| DATA PROVIDED |

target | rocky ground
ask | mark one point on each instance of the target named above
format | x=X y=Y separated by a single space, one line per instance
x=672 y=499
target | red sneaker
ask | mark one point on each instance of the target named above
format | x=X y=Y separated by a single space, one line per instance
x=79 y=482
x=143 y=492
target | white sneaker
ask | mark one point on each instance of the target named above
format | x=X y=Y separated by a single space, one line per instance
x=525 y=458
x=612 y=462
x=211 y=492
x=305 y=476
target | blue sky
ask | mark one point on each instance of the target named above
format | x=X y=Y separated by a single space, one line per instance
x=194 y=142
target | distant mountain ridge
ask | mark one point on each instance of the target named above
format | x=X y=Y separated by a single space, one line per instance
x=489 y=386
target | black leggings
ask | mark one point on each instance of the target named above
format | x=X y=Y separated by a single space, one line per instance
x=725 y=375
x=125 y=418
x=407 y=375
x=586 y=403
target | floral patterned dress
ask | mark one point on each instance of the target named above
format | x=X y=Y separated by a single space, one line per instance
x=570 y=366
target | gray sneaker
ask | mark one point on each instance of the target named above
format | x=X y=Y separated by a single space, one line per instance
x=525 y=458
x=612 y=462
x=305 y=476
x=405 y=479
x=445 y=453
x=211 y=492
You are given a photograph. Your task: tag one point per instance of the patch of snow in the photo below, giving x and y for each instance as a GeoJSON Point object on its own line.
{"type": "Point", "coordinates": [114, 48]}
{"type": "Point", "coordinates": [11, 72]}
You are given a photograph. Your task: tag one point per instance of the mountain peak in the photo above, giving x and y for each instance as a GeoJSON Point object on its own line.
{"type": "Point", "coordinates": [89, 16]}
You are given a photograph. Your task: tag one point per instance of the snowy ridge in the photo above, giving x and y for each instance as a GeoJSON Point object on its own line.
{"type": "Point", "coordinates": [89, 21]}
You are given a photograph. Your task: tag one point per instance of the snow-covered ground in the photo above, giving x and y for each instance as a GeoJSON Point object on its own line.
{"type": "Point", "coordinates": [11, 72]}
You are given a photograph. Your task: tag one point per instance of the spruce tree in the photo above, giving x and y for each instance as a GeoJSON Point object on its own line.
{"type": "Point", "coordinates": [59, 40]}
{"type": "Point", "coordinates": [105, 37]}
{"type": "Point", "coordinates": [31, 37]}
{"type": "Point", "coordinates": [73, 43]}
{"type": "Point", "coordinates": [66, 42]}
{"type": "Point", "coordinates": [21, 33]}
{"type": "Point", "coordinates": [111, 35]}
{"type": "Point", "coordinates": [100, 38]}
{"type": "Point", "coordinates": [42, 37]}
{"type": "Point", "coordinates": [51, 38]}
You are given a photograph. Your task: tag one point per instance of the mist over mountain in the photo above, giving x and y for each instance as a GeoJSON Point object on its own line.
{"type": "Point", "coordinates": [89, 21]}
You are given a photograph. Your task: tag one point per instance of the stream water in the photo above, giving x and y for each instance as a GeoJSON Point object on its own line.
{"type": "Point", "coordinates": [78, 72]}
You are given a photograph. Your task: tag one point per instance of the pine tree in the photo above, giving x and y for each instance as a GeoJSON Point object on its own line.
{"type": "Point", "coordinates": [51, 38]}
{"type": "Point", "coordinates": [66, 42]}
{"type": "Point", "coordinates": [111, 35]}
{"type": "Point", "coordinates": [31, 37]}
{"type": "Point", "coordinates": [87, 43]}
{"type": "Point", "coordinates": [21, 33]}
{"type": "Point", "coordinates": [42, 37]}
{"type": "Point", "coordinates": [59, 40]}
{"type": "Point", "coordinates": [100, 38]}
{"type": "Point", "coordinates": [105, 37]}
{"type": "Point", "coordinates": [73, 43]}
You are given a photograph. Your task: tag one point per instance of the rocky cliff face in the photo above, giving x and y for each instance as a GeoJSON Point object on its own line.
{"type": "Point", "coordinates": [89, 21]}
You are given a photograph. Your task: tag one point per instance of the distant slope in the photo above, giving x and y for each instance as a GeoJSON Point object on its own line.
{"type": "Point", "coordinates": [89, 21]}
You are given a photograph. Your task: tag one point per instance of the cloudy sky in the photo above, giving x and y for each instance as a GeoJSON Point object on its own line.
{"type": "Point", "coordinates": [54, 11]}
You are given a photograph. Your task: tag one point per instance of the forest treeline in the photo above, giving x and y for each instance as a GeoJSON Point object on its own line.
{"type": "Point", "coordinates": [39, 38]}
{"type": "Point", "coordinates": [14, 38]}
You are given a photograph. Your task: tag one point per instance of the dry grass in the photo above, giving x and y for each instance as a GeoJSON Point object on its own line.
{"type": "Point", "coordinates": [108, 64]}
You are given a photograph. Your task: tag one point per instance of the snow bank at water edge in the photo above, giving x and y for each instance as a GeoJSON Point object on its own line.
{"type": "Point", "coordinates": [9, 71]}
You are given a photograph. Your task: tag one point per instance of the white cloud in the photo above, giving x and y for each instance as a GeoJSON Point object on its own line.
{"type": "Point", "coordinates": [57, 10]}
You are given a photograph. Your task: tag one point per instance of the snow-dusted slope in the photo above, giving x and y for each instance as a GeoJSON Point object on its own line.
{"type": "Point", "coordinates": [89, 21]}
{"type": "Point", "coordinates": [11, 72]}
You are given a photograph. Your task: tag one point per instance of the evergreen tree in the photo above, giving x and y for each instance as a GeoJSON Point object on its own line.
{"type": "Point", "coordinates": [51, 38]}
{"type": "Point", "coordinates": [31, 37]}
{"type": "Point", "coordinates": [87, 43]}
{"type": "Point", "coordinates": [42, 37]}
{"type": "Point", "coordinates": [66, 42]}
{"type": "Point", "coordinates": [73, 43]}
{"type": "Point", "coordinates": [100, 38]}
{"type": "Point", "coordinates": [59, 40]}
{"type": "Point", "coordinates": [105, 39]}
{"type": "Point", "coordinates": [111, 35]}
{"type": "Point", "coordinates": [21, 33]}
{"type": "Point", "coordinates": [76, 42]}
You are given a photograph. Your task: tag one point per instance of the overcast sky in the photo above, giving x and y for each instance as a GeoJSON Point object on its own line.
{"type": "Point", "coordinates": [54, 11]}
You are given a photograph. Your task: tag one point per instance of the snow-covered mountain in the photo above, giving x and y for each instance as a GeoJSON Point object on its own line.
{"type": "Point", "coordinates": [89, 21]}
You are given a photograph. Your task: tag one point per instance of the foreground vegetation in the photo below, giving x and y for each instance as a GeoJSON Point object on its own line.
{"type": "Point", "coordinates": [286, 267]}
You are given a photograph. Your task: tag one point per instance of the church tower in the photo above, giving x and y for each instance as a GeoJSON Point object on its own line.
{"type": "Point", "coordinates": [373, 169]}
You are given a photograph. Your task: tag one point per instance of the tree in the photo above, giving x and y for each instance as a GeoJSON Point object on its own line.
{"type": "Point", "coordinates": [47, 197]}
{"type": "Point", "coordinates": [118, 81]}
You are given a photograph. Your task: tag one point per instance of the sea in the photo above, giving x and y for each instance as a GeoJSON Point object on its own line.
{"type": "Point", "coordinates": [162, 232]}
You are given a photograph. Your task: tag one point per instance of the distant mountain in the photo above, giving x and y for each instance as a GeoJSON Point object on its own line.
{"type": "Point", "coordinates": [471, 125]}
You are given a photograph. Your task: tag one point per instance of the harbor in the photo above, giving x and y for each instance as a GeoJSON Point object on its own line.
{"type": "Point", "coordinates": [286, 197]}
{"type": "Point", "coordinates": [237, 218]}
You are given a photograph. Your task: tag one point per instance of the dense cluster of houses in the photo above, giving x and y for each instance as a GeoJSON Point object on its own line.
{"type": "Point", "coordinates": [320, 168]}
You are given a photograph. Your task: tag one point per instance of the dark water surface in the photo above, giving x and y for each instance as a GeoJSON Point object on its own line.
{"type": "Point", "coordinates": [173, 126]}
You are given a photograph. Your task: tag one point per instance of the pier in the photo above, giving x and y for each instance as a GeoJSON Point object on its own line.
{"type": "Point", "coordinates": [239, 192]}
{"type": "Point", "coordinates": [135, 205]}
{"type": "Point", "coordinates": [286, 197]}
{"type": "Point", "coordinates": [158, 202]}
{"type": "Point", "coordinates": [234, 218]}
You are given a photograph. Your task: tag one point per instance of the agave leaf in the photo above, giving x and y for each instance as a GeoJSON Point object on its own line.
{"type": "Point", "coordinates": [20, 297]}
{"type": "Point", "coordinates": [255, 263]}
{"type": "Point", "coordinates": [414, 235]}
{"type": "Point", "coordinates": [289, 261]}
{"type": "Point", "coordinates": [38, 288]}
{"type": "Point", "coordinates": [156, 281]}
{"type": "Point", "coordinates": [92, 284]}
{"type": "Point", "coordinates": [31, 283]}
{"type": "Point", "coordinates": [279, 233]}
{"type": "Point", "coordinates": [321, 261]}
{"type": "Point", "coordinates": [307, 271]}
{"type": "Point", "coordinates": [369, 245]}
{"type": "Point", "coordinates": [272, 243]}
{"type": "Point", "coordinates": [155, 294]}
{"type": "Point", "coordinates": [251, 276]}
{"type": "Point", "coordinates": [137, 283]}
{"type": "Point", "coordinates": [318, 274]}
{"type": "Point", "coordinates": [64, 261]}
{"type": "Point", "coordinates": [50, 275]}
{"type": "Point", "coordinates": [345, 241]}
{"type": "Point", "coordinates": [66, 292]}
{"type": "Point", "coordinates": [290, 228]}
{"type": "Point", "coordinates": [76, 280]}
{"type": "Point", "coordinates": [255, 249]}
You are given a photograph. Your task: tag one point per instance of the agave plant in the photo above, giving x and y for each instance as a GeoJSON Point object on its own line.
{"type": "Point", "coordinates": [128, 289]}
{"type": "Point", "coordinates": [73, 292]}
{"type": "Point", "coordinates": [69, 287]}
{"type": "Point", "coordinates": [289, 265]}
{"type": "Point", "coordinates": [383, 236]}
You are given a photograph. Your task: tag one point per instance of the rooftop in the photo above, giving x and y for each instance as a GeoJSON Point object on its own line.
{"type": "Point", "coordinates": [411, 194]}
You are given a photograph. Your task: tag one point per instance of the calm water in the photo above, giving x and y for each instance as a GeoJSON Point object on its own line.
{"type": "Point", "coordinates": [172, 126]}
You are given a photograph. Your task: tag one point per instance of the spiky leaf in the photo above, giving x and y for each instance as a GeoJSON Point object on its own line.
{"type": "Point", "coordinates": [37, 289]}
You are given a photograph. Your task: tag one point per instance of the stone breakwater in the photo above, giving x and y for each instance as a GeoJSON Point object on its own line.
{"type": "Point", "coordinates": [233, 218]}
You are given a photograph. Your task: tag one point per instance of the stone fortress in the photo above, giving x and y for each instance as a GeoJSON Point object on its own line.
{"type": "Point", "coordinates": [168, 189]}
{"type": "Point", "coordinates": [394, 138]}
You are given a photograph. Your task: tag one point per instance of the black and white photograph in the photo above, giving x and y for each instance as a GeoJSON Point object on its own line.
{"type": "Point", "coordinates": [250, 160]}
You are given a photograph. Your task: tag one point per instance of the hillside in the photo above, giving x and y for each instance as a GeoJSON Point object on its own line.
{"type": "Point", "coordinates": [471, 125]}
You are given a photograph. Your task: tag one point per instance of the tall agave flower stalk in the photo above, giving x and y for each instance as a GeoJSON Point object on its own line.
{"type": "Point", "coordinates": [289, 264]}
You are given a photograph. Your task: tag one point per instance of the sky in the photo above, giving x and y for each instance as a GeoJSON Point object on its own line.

| WHAT THE TASK ASKS |
Arrange the data from the line that contains "target | white sneaker" through the line that contains "x=570 y=366", both included, as a numbered list, leaving out any blank lines.

| IN RESPONSE |
1. target | white sneaker
2. ask | mark one point on each instance of the target named above
3. format | x=X y=Y separated by a single space, one line per instance
4. x=525 y=458
5. x=612 y=462
6. x=211 y=492
7. x=305 y=476
8. target | blue sky
9. ask | mark one point on each instance of the target named above
10. format | x=X y=Y separated by a single space, one line per instance
11. x=194 y=142
12. target | distant mountain ridge
13. ask | mark one point on each instance of the target named above
14. format | x=X y=Y separated by a single space, one line per instance
15. x=489 y=386
16. target | black leggings
17. ask | mark one point on each instance of the target named above
18. format | x=X y=Y separated by a single space, one line per instance
19. x=725 y=375
20. x=125 y=418
21. x=407 y=375
22. x=586 y=403
23. target | floral patterned dress
24. ask | mark one point on each instance of the target named above
25. format | x=X y=Y separated by a single space, one line per instance
26. x=570 y=366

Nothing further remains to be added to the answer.